## START The records

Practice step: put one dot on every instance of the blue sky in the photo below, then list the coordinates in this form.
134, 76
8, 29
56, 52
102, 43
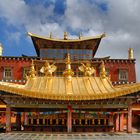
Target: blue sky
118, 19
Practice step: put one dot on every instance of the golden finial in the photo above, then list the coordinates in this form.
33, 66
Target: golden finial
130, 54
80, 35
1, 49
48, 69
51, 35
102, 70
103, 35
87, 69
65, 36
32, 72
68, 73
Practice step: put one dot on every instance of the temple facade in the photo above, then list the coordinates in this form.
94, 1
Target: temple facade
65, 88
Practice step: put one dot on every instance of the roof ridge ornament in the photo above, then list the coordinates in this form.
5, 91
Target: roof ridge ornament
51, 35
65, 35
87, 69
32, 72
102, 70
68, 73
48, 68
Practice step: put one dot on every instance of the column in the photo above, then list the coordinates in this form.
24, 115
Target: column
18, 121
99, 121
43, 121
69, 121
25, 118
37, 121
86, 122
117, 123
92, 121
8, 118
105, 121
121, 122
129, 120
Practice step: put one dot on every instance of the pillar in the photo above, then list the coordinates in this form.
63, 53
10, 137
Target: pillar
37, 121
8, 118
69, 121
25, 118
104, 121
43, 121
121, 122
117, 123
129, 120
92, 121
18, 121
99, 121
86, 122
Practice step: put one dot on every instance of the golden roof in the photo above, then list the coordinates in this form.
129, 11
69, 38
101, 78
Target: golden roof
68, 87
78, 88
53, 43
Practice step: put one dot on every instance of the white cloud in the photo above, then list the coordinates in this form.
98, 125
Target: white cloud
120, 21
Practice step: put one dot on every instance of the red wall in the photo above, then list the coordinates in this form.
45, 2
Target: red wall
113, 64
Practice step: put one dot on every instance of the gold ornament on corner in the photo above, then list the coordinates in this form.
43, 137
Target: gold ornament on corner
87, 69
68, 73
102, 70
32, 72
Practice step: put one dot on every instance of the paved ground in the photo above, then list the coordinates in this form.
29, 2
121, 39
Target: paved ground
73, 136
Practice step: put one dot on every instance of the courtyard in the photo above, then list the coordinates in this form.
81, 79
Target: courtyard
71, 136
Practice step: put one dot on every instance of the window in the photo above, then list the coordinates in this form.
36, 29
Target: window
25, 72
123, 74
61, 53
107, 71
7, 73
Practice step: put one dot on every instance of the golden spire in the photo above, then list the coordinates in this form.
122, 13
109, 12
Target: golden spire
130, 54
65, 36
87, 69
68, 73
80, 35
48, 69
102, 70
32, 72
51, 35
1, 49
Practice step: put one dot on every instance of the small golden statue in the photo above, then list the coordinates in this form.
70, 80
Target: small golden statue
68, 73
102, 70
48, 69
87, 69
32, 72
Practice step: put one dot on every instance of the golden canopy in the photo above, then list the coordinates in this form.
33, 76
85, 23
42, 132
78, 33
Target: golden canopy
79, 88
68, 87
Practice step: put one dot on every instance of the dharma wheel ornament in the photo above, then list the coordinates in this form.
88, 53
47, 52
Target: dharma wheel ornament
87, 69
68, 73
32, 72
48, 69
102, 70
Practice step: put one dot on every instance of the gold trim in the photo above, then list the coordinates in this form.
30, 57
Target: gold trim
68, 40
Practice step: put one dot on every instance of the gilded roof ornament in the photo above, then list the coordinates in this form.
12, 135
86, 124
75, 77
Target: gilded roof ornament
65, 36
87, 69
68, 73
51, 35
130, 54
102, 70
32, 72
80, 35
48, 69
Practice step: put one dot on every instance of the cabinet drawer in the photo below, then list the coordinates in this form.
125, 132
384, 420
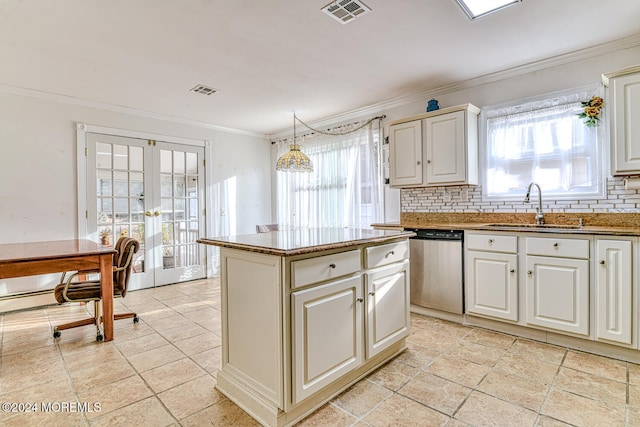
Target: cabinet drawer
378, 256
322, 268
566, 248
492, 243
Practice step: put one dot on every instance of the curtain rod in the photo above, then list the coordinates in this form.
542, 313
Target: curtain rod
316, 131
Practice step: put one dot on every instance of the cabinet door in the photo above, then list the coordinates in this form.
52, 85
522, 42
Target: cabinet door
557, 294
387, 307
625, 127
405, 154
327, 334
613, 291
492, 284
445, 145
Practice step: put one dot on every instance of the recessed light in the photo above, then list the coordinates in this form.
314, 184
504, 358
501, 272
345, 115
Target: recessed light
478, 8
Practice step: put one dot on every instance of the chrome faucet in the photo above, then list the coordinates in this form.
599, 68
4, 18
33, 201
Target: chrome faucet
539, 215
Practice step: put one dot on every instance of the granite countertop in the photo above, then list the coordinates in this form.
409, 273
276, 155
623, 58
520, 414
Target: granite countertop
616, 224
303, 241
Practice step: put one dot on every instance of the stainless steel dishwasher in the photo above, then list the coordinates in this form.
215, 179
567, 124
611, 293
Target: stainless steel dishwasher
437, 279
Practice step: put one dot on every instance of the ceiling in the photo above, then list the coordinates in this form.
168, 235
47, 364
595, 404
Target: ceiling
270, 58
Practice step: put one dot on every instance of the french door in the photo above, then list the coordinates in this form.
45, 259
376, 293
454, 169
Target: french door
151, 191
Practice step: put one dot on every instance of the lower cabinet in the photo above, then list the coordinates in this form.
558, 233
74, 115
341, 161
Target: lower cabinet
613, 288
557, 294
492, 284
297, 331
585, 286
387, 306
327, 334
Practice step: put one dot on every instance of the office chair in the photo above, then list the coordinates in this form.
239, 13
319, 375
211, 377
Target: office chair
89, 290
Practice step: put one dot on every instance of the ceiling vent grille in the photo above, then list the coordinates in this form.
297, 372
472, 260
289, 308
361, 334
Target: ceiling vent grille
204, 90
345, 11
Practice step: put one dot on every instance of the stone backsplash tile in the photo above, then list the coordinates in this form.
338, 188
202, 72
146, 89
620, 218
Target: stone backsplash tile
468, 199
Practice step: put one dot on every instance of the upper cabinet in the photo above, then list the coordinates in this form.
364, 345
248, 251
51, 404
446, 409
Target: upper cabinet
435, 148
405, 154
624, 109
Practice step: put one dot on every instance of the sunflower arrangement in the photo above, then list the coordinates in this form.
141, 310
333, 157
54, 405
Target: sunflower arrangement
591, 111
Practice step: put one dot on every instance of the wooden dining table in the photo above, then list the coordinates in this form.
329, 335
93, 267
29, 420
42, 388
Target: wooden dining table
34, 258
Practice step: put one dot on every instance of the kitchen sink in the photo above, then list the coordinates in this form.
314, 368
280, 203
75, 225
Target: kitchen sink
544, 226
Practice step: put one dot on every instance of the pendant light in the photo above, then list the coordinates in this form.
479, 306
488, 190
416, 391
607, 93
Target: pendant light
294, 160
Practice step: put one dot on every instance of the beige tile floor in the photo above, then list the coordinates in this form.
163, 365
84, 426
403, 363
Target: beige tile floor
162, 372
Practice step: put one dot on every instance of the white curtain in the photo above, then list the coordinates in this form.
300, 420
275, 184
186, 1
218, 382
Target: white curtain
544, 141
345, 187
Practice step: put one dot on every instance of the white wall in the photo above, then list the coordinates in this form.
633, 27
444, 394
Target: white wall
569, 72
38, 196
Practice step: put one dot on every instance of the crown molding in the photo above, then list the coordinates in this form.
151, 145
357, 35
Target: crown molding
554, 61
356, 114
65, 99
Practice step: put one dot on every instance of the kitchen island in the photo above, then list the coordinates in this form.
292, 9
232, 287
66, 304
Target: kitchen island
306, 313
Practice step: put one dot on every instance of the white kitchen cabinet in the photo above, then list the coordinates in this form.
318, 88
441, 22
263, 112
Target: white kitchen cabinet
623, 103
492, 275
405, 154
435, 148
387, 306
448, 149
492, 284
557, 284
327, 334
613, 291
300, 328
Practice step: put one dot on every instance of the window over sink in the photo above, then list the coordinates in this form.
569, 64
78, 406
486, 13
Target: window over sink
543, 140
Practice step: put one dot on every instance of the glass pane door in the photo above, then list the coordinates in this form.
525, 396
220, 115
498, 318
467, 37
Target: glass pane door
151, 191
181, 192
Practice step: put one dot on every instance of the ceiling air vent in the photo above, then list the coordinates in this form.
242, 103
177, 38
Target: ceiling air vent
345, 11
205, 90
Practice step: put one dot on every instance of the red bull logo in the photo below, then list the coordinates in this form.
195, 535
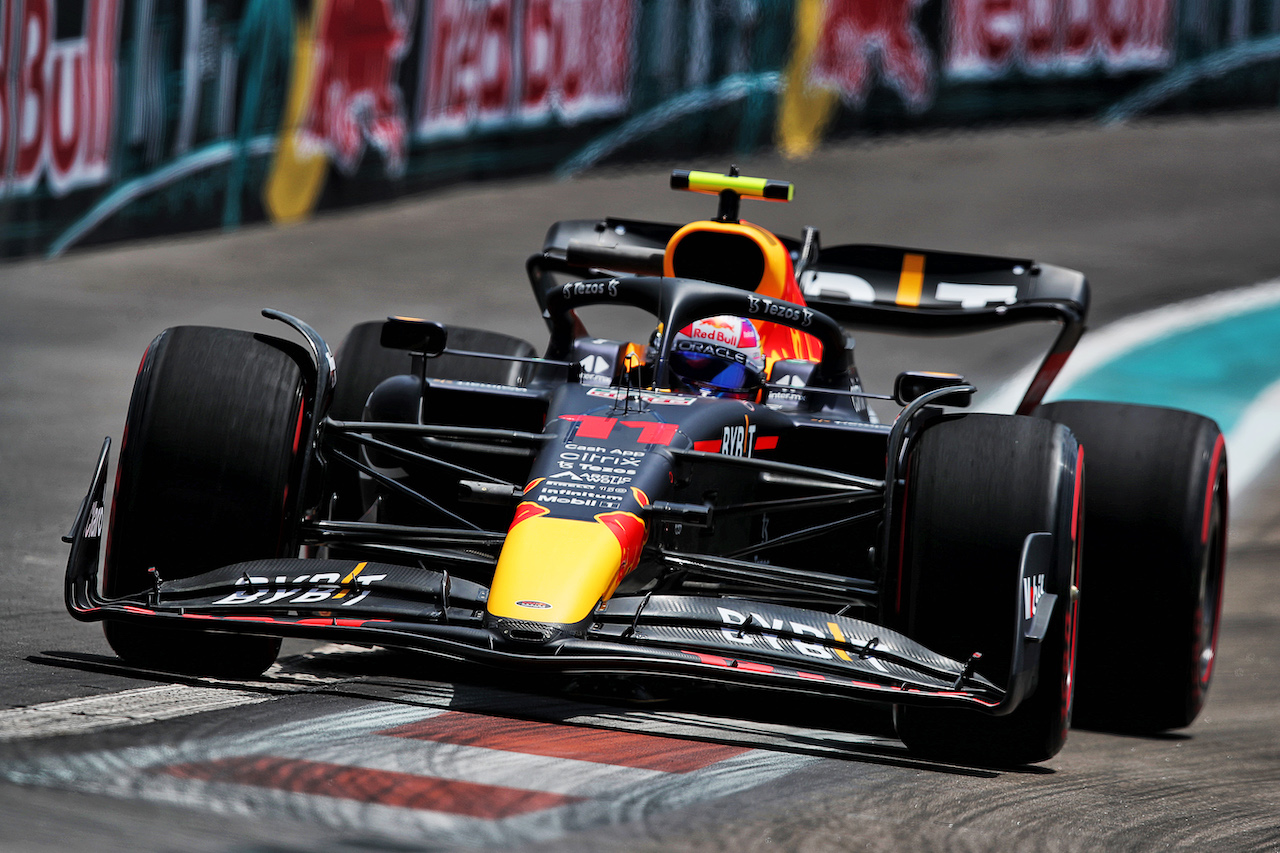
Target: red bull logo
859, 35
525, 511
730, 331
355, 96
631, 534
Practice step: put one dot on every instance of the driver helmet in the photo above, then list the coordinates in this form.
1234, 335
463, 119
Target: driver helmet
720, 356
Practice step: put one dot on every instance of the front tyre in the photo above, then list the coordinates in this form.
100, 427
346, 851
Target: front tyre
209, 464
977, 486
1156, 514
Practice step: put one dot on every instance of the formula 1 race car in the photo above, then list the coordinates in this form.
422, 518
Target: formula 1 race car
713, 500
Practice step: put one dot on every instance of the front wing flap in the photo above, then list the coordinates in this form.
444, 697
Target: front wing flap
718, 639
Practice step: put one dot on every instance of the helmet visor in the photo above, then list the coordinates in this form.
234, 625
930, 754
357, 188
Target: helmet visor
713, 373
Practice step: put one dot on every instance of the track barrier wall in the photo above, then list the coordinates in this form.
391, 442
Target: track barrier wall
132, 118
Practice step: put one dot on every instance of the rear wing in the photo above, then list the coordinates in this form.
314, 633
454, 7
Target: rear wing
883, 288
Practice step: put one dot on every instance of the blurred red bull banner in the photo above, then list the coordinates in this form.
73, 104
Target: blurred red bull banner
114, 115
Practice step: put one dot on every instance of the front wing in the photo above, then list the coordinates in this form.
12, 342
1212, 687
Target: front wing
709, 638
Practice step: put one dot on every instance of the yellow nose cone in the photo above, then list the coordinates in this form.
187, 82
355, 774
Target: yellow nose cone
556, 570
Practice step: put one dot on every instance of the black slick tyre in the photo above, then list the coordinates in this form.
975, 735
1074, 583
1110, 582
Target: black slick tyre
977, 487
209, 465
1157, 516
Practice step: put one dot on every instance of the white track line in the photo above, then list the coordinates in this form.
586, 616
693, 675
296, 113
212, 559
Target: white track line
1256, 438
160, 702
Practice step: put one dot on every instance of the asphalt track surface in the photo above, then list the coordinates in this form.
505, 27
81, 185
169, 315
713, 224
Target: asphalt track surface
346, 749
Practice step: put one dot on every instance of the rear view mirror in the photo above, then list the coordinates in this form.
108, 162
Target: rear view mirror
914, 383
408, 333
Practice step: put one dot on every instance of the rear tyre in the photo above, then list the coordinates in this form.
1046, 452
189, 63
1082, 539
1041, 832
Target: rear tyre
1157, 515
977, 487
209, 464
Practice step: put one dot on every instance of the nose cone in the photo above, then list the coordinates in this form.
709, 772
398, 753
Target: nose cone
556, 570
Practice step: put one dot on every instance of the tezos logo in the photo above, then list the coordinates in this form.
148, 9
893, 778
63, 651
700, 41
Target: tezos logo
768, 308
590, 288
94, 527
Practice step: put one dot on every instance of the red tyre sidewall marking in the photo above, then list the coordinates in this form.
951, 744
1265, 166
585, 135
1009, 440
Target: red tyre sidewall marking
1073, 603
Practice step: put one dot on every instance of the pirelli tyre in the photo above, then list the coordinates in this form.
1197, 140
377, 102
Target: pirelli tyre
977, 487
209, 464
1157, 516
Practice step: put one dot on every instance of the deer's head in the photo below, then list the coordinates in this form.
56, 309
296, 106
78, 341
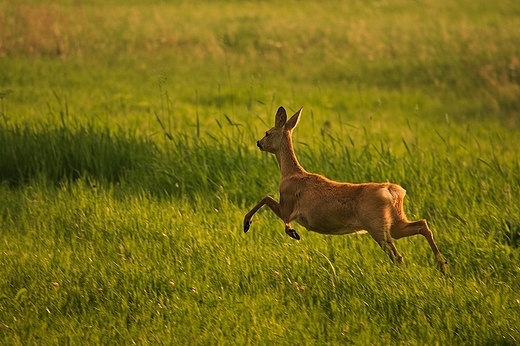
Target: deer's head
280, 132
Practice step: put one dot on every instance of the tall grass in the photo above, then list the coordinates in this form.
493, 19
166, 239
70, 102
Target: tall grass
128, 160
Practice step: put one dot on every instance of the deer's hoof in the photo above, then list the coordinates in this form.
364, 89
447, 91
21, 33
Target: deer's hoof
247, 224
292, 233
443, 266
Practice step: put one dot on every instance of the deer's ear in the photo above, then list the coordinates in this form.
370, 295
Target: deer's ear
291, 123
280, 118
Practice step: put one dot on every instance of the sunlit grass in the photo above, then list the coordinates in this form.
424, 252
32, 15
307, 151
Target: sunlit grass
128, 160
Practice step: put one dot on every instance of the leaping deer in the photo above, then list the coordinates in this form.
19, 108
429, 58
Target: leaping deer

## END The records

**What you should do:**
Find the line containing "the red tyre" in the listing above. Please restate word for word that line through the last one, leaving out the pictures.

**Completed task:**
Practice step: put one dot on every instance of the red tyre sidewall marking in the photo above, then list the coordinates in this form.
951, 744
1265, 166
585, 135
1009, 440
Target: red tyre sidewall marking
1073, 603
Practice step: put one dot on every instance of the pirelli tyre in the photo above, then list the coordinates in this form.
1197, 140
377, 102
Target: pirelli tyre
977, 487
209, 464
1157, 516
Practice step: put one dot on every instance of the deer's head in the photo below, then list the coordinates in this form.
56, 309
296, 106
78, 341
Target: deer's head
280, 132
Practice step: put one dot on every instance of the tall grass in the photo above, then list the coordinates in this form.
493, 19
166, 239
70, 102
Target: tall grass
128, 160
Practice step: put one dot on every instance of the deer's hoof in the photo above, then list the coordinates in this form.
364, 89
447, 91
21, 33
Target: deer's hoof
247, 224
292, 233
443, 266
Practice step: put one dot on every instance of the deer's ear in the photo above, then list the coordinates in this form.
370, 295
Target: deer's ear
291, 123
280, 118
Practice step: put one dot on every instance of the sunlit grass in the photo above, then list the coordinates in this form.
424, 252
32, 15
307, 151
Target: sunlit grass
128, 160
Practice step: put one dot on every instance of the leaping deer in the photo above, then list the coordinates in this form.
19, 108
429, 58
Target: leaping deer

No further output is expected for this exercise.